### Stated goal
Update the records below so that every "wide-brim bucket hat" reads "wide-brim sun hat", leaving everything else unchanged and the pictures out of your answer.

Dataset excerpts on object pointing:
- - - - - - -
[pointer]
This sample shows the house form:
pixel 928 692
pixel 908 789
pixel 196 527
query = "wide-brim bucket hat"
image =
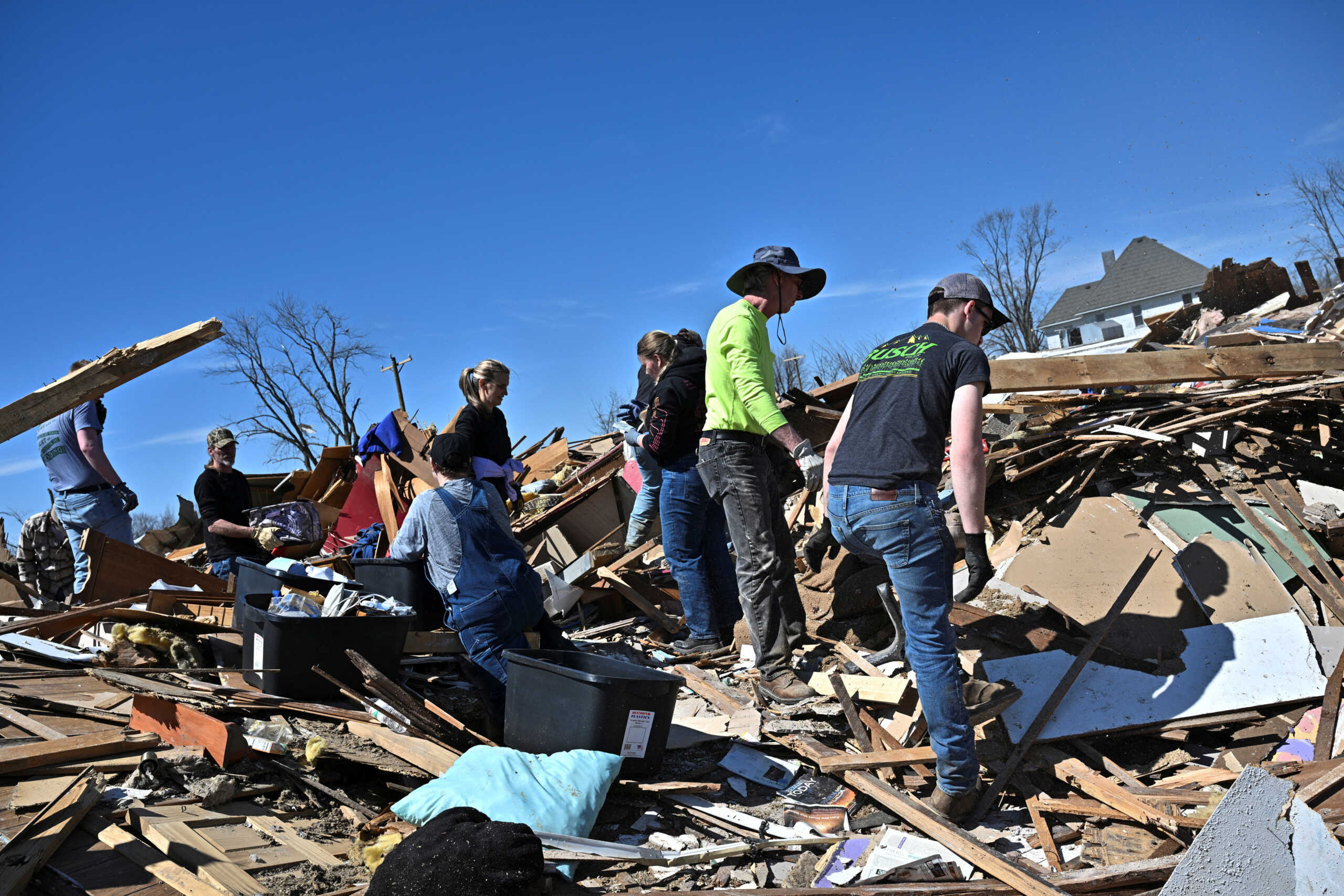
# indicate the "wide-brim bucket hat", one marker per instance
pixel 783 260
pixel 968 287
- - - - - - -
### Correct result
[pointer]
This sample shows the house form:
pixel 928 692
pixel 908 789
pixel 196 527
query = "wide-brim sun hat"
image =
# indicate the "wide-brim sun hat", one marker per instance
pixel 783 260
pixel 968 287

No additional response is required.